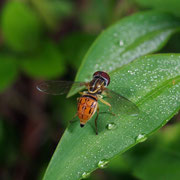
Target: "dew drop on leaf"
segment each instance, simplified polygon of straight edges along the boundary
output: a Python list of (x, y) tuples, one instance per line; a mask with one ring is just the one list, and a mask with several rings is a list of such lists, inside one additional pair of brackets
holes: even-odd
[(82, 173), (82, 179), (86, 179), (86, 178), (88, 178), (90, 176), (90, 173), (88, 173), (88, 172), (83, 172)]
[(103, 168), (106, 168), (106, 167), (108, 166), (108, 164), (109, 164), (109, 161), (108, 161), (108, 160), (101, 160), (101, 161), (99, 161), (99, 163), (98, 163), (98, 167), (101, 168), (101, 169), (103, 169)]
[(137, 137), (136, 137), (136, 142), (144, 142), (145, 140), (147, 139), (147, 136), (145, 134), (139, 134)]

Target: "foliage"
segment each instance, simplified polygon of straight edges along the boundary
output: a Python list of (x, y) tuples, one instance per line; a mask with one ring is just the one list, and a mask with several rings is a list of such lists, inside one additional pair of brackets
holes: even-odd
[[(80, 179), (91, 173), (91, 180), (178, 180), (179, 5), (0, 2), (0, 179)], [(139, 115), (100, 114), (98, 136), (95, 117), (83, 129), (77, 119), (64, 132), (81, 89), (72, 88), (68, 96), (75, 96), (67, 100), (45, 96), (36, 85), (89, 81), (96, 70), (110, 74), (109, 89), (134, 102)], [(107, 107), (100, 104), (100, 111)], [(107, 169), (93, 172), (102, 167)]]

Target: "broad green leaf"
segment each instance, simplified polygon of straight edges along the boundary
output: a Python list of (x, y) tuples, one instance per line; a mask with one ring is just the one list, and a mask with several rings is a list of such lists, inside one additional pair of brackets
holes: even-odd
[[(179, 27), (179, 20), (159, 12), (138, 13), (122, 19), (96, 39), (75, 80), (88, 81), (97, 70), (112, 72), (137, 57), (159, 50)], [(70, 91), (68, 96), (75, 93)]]
[(8, 88), (17, 78), (18, 69), (16, 59), (0, 54), (0, 92)]
[(77, 32), (68, 34), (60, 41), (60, 50), (69, 65), (76, 69), (79, 68), (83, 56), (94, 39), (94, 35)]
[(52, 42), (45, 42), (39, 53), (23, 58), (21, 66), (28, 75), (39, 78), (55, 78), (65, 71), (63, 57)]
[[(76, 180), (118, 154), (145, 140), (180, 109), (180, 54), (138, 58), (110, 73), (109, 89), (133, 101), (138, 117), (100, 114), (99, 135), (94, 118), (84, 128), (72, 123), (65, 131), (47, 168), (44, 180)], [(107, 111), (103, 105), (100, 111)], [(108, 129), (108, 124), (114, 128)], [(100, 167), (100, 166), (99, 166)]]
[(179, 0), (134, 0), (138, 4), (146, 8), (154, 8), (157, 10), (170, 12), (180, 16), (180, 1)]
[(144, 153), (143, 158), (136, 156), (132, 167), (133, 174), (139, 179), (146, 180), (178, 180), (180, 176), (179, 138), (180, 123), (166, 126), (163, 131), (157, 133), (154, 138), (157, 143), (153, 146), (151, 152)]
[(41, 43), (42, 24), (32, 9), (22, 2), (10, 1), (3, 8), (1, 18), (8, 47), (18, 52), (36, 50)]

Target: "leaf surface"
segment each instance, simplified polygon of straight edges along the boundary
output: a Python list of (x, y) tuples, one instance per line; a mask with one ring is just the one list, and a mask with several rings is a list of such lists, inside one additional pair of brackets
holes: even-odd
[[(110, 73), (109, 89), (125, 96), (140, 109), (139, 116), (100, 114), (99, 135), (94, 117), (84, 128), (79, 121), (66, 129), (51, 159), (44, 180), (75, 180), (97, 169), (99, 162), (145, 140), (180, 109), (180, 54), (138, 58)], [(100, 104), (100, 111), (107, 108)], [(108, 129), (108, 125), (114, 126)]]

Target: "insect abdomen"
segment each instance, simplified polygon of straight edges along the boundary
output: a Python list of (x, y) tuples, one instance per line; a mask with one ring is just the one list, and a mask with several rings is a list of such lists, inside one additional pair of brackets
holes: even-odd
[(80, 124), (83, 126), (86, 122), (91, 119), (97, 109), (97, 99), (82, 96), (78, 101), (78, 117), (80, 119)]

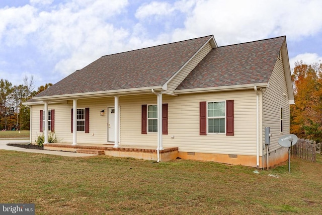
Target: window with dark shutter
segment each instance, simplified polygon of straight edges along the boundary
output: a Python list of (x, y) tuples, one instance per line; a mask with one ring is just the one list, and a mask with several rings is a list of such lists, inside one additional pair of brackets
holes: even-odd
[[(162, 134), (168, 134), (168, 104), (162, 104)], [(141, 133), (147, 133), (147, 105), (142, 105)], [(157, 131), (157, 130), (155, 130)]]
[(42, 110), (40, 110), (40, 120), (39, 120), (39, 132), (43, 132), (43, 120), (44, 116), (43, 115), (43, 111), (42, 111)]
[(142, 134), (146, 134), (147, 129), (146, 125), (147, 121), (147, 105), (142, 105), (142, 114), (141, 114), (141, 133)]
[[(90, 108), (77, 108), (76, 110), (76, 131), (90, 132)], [(71, 109), (71, 132), (73, 132), (73, 109)]]
[(226, 135), (234, 135), (234, 107), (233, 100), (226, 101)]
[(207, 102), (199, 103), (199, 134), (207, 135)]
[(85, 108), (85, 133), (90, 132), (90, 108)]
[(162, 134), (168, 134), (168, 104), (162, 104)]
[(51, 110), (51, 132), (55, 132), (55, 110)]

*****

- _WHAT YOU HAVE TO DO_
Can you copy out every one of the records above, keeping each line identical to the original but leaving the pictures out?

- _EXPECTED OUTPUT_
Target: "dew drop on leaf"
segment each instance, simplified polygon of straight edges along the boundary
output: a Python list of (x, y) tuples, one instance per line; a mask with one ring is just the one list, and a mask with several rings is a list of such lists, inside one additional pair of brackets
holes: even-odd
[(82, 173), (82, 179), (86, 179), (86, 178), (88, 178), (90, 176), (90, 173), (88, 173), (88, 172), (83, 172)]
[(103, 168), (106, 168), (106, 167), (108, 166), (108, 164), (109, 164), (109, 161), (108, 161), (108, 160), (101, 160), (101, 161), (99, 161), (99, 163), (98, 163), (98, 167), (101, 168), (101, 169), (103, 169)]
[(137, 137), (136, 137), (136, 142), (144, 142), (145, 140), (147, 139), (147, 136), (145, 134), (139, 134)]

Target: "foliage"
segment each instance, simplified polygon of straight edges along the boundary
output: a Python list of (x, y) tuples, one instance per line; a mask with one ring is just the one list, and a mask with several rings is a list of such lists, inside one additional pair of brackets
holes: even-odd
[[(80, 179), (91, 173), (91, 180), (178, 180), (179, 5), (0, 2), (0, 179)], [(139, 115), (100, 114), (98, 136), (95, 117), (83, 129), (77, 119), (64, 132), (81, 89), (72, 88), (68, 96), (75, 96), (67, 100), (45, 96), (36, 85), (89, 81), (96, 70), (110, 74), (109, 89), (134, 102)], [(107, 107), (100, 104), (100, 111)], [(107, 169), (93, 172), (102, 167)]]

Target: "broad green leaf"
segment each instance, simplified polygon of straight edges along the boundary
output: a Python list of (x, y) tuples, one instance per line; a mask with one ring is just the one list, and a mask with several rings is a list of such lists, inside one additional pair of brackets
holes: even-odd
[[(179, 27), (179, 20), (159, 12), (138, 13), (122, 19), (96, 39), (75, 80), (88, 81), (97, 70), (112, 72), (137, 57), (159, 50)], [(70, 91), (68, 96), (75, 93)]]
[(8, 88), (17, 78), (18, 69), (16, 59), (0, 54), (0, 92)]
[(77, 32), (68, 34), (60, 41), (60, 50), (69, 65), (76, 69), (79, 68), (83, 56), (94, 39), (94, 35)]
[(52, 42), (45, 42), (39, 53), (23, 58), (21, 66), (28, 75), (39, 78), (55, 78), (65, 71), (63, 57)]
[[(76, 180), (118, 154), (145, 140), (180, 109), (180, 54), (138, 58), (110, 73), (109, 89), (133, 101), (138, 117), (100, 114), (99, 135), (94, 118), (84, 128), (72, 123), (65, 131), (47, 168), (44, 180)], [(107, 111), (103, 105), (100, 111)], [(108, 129), (108, 124), (114, 128)], [(100, 167), (100, 166), (99, 166)]]
[(179, 0), (134, 0), (138, 4), (146, 8), (154, 8), (157, 10), (170, 12), (180, 16), (180, 1)]
[(144, 153), (143, 158), (136, 156), (132, 167), (133, 174), (139, 179), (146, 180), (178, 180), (180, 176), (179, 138), (180, 123), (166, 126), (163, 131), (157, 133), (154, 138), (157, 143), (153, 146), (151, 152)]
[(41, 43), (42, 24), (32, 9), (22, 2), (10, 1), (3, 8), (1, 18), (8, 47), (18, 52), (36, 50)]

Target: "leaf surface"
segment each instance, simplified polygon of straight edges along the boundary
output: a Python list of (x, y) tuples, one instance per line; a mask with one ring is just the one list, and a mask with several rings is a list of such lists, inside one additional pair of brackets
holes: even-odd
[[(110, 73), (109, 89), (125, 96), (140, 109), (139, 116), (100, 114), (99, 135), (94, 117), (84, 128), (79, 121), (66, 129), (51, 159), (44, 180), (75, 180), (97, 169), (99, 162), (145, 140), (180, 109), (180, 54), (138, 58)], [(100, 104), (100, 111), (107, 108)], [(108, 129), (108, 125), (114, 126)]]

Target: "insect abdomen"
segment each instance, simplified polygon of straight edges along the boundary
output: a Python list of (x, y) tuples, one instance per line; a mask with one ring is just the one list, and a mask with several rings is a list of such lists, inside one additional pair of brackets
holes: even-odd
[(80, 124), (83, 126), (86, 122), (91, 119), (97, 109), (97, 99), (82, 96), (78, 101), (78, 117), (80, 119)]

Target: window with dark shutter
segment each instance, simplified polygon of straight edges along the boundary
output: a Python list of (x, y) tuples, one instance per line; a mask with one ring is just the one list, and a mask with several rings is a list of such lists, inside one additional pair of brackets
holes: even-odd
[[(162, 134), (168, 134), (168, 104), (162, 104)], [(141, 133), (147, 133), (147, 105), (142, 105)], [(157, 131), (157, 130), (155, 130)]]
[(42, 110), (40, 110), (40, 120), (39, 120), (39, 132), (43, 132), (43, 120), (44, 116), (43, 115), (43, 111), (42, 111)]
[(142, 134), (146, 134), (147, 129), (146, 125), (147, 121), (147, 105), (142, 105), (142, 114), (141, 114), (141, 133)]
[[(90, 108), (77, 108), (76, 110), (76, 131), (90, 132)], [(71, 109), (71, 132), (73, 132), (73, 109)]]
[(226, 135), (234, 135), (234, 107), (233, 100), (226, 101)]
[(207, 102), (199, 103), (199, 134), (207, 135)]
[(85, 108), (85, 133), (90, 132), (90, 108)]
[(162, 134), (168, 134), (168, 104), (162, 104)]
[(51, 110), (51, 132), (55, 132), (55, 110)]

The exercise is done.